_Aim of the task:_
Quote verbatim the lines of the material below, starting with the line that contains "this form: (17,91)." and continuing up to and including the last line of the material.

==== Stored data ====

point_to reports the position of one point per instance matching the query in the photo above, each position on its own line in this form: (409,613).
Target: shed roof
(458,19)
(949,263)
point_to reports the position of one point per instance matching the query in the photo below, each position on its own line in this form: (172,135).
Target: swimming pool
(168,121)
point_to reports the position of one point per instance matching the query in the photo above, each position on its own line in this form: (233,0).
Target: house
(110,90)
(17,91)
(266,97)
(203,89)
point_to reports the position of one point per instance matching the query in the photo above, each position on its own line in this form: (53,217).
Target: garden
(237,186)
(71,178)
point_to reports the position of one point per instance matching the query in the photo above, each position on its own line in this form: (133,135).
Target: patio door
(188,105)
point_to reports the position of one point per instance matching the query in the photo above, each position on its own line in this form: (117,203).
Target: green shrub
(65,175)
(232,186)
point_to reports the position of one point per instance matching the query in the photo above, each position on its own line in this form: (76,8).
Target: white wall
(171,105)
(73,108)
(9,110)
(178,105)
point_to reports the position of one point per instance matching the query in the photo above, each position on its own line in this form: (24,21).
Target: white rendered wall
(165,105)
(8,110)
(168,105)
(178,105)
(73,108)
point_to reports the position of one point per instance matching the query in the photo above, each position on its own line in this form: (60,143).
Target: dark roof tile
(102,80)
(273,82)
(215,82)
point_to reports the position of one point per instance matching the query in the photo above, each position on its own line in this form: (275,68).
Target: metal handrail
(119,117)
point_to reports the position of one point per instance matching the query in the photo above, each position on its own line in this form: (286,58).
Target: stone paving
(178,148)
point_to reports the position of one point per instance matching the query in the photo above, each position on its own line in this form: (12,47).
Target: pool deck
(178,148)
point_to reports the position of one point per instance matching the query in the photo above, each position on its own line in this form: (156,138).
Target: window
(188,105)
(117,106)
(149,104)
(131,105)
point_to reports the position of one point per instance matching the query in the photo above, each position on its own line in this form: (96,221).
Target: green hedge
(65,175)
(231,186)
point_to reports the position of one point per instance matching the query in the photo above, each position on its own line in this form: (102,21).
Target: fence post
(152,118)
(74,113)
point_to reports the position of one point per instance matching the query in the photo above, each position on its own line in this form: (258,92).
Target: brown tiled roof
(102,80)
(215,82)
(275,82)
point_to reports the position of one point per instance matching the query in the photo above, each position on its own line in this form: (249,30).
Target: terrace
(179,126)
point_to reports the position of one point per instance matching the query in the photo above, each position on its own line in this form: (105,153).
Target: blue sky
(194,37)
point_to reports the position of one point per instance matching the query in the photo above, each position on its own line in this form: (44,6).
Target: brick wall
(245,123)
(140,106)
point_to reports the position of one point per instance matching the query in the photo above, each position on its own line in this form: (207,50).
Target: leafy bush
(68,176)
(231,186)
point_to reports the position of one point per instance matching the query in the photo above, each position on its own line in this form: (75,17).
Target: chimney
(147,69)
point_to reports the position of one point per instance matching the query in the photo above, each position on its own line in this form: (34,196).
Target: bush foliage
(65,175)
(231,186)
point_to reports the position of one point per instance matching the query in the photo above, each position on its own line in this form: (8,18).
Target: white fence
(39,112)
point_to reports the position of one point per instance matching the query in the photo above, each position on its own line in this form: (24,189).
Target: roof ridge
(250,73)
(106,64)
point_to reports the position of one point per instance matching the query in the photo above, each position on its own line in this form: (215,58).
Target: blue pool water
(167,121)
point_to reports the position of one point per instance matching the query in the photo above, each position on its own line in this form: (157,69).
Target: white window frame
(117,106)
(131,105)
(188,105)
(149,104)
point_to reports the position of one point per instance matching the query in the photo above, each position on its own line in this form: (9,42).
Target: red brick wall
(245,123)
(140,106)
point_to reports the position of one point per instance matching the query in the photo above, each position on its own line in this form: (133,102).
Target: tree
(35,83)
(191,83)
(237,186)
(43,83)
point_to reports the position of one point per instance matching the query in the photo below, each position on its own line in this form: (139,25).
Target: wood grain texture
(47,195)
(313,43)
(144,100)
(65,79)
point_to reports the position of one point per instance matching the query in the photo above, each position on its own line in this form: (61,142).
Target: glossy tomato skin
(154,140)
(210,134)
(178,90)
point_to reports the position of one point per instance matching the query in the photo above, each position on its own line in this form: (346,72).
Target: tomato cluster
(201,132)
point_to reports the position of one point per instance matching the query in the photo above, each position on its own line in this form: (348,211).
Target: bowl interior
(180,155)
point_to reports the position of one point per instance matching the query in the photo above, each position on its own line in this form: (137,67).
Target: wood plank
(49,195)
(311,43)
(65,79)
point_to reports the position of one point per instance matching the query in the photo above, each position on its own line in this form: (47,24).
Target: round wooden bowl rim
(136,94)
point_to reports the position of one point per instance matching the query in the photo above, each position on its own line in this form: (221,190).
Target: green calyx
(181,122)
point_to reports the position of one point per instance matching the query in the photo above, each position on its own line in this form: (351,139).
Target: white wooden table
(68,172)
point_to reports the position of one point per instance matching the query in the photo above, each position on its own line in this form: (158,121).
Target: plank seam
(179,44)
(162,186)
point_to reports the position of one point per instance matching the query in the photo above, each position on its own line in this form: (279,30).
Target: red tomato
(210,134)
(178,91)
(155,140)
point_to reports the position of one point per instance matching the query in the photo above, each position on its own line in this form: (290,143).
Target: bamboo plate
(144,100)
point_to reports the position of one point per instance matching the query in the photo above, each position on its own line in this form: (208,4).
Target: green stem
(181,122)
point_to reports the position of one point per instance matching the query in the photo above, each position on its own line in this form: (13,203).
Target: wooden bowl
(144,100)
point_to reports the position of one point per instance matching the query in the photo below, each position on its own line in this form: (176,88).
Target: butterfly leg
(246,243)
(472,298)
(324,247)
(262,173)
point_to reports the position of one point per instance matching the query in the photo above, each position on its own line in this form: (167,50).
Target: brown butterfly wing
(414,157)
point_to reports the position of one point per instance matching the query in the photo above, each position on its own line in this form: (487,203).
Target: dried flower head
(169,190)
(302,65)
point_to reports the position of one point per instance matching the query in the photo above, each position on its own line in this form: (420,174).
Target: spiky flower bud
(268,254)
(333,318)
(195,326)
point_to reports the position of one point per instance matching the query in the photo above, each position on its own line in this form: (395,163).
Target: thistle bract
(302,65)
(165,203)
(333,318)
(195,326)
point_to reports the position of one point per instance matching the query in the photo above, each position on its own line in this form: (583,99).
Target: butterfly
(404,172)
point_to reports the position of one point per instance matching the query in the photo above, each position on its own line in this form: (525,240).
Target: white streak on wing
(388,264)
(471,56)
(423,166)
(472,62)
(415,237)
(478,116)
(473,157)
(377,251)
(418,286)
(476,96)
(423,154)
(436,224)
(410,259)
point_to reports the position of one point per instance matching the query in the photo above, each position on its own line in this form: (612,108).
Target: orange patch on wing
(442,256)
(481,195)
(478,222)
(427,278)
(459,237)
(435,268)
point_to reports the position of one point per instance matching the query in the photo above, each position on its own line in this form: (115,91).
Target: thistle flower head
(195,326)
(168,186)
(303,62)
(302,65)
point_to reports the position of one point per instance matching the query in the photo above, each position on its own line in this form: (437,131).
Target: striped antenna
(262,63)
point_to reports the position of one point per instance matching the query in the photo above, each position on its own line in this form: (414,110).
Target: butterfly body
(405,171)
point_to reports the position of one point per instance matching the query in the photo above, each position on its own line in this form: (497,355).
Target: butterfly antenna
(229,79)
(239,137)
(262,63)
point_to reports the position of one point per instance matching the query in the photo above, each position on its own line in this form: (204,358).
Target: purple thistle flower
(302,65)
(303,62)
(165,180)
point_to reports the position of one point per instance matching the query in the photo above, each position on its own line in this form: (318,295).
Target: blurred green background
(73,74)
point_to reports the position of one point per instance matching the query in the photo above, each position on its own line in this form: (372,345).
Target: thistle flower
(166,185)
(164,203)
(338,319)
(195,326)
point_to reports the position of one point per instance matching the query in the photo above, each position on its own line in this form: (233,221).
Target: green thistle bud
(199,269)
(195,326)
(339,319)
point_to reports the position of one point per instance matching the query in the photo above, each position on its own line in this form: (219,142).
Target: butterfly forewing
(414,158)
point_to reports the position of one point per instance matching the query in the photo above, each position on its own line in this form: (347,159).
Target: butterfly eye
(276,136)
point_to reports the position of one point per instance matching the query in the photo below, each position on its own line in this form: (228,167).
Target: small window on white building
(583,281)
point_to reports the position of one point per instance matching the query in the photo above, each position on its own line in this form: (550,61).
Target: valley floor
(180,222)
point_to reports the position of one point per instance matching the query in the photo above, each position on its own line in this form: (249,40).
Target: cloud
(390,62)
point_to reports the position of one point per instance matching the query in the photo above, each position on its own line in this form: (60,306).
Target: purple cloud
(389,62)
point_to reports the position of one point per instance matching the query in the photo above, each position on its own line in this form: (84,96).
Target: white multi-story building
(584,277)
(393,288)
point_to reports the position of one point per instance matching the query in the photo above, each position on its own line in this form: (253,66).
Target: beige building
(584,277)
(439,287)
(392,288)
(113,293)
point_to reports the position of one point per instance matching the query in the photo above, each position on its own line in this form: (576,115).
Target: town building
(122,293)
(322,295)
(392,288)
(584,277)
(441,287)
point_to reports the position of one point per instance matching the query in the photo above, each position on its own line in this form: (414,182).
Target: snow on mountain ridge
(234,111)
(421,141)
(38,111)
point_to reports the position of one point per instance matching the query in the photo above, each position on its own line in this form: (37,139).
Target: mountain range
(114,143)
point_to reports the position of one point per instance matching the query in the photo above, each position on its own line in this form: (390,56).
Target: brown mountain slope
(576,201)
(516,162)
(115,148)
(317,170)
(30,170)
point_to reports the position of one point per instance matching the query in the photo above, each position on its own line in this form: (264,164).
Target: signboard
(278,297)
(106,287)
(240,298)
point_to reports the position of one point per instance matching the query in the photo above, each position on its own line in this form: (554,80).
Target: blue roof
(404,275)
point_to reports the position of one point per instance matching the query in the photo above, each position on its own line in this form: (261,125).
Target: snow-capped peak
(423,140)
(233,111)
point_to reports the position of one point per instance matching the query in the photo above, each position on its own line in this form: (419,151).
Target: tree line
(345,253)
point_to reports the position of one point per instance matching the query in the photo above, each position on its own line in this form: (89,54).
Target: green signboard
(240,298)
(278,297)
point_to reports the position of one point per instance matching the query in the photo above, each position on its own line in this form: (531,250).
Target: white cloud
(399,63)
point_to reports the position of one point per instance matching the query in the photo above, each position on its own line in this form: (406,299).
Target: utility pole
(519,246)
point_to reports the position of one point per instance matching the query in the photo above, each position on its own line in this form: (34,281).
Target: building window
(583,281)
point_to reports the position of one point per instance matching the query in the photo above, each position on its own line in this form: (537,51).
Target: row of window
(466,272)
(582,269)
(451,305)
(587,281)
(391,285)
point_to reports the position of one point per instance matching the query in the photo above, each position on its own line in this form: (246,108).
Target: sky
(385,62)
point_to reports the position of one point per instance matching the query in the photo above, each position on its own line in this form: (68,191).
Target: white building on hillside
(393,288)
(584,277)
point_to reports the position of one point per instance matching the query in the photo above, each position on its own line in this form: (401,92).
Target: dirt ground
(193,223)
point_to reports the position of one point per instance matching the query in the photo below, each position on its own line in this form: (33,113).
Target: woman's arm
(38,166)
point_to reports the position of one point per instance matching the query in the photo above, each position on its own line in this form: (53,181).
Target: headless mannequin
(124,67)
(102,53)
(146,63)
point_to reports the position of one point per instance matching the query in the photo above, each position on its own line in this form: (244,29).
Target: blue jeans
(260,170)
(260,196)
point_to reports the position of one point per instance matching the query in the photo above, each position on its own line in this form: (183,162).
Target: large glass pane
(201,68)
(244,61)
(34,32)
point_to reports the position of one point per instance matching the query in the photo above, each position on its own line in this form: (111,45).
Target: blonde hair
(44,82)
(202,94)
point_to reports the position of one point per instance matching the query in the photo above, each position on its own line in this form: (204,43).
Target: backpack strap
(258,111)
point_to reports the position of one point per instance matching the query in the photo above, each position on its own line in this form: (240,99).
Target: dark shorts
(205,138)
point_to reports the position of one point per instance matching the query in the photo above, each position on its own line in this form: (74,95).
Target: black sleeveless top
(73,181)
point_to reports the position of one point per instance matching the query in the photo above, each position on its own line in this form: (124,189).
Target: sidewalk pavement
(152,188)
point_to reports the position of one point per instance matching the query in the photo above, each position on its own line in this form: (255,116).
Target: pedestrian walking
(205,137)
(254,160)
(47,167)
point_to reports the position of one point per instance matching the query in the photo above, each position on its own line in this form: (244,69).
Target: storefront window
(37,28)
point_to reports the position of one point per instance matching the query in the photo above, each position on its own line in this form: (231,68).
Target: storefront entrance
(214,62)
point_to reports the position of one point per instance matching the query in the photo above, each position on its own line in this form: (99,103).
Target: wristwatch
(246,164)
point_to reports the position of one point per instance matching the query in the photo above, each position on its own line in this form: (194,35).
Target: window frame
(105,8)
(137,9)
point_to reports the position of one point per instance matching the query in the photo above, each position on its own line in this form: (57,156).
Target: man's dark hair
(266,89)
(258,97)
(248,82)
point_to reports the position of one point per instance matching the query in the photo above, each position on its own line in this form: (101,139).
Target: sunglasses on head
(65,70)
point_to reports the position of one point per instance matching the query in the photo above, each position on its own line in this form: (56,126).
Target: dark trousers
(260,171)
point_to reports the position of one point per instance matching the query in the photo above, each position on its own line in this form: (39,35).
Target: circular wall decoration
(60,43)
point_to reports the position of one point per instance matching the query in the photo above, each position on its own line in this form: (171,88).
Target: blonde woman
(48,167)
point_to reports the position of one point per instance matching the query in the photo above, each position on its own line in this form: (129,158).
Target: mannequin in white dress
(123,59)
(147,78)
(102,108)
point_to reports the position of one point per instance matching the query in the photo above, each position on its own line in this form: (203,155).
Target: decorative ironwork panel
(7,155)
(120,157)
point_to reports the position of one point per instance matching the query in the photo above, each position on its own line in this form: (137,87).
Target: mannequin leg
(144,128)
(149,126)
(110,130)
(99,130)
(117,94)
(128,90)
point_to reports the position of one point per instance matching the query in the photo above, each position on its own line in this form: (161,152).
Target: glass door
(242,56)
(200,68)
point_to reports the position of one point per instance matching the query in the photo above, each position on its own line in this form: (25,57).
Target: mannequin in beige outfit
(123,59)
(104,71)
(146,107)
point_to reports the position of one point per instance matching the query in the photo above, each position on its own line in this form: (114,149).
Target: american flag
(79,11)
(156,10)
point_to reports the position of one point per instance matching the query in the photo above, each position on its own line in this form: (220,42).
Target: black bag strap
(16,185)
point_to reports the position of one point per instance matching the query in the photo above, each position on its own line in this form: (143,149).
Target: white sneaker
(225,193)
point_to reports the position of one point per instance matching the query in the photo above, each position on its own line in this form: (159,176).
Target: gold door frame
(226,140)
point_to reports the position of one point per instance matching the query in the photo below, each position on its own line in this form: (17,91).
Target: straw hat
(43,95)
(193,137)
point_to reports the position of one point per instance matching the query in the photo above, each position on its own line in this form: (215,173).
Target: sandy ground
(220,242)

====

_Problem solution:_
point_to reports the position of one point per instance matching the query in the photo below, each position on its own line in this form: (17,91).
Target: straw hat
(43,95)
(193,137)
point_to reports the position of one point per instance matching the query in the photo above, each position on its own line in this form: (215,173).
Target: sandy ground
(220,242)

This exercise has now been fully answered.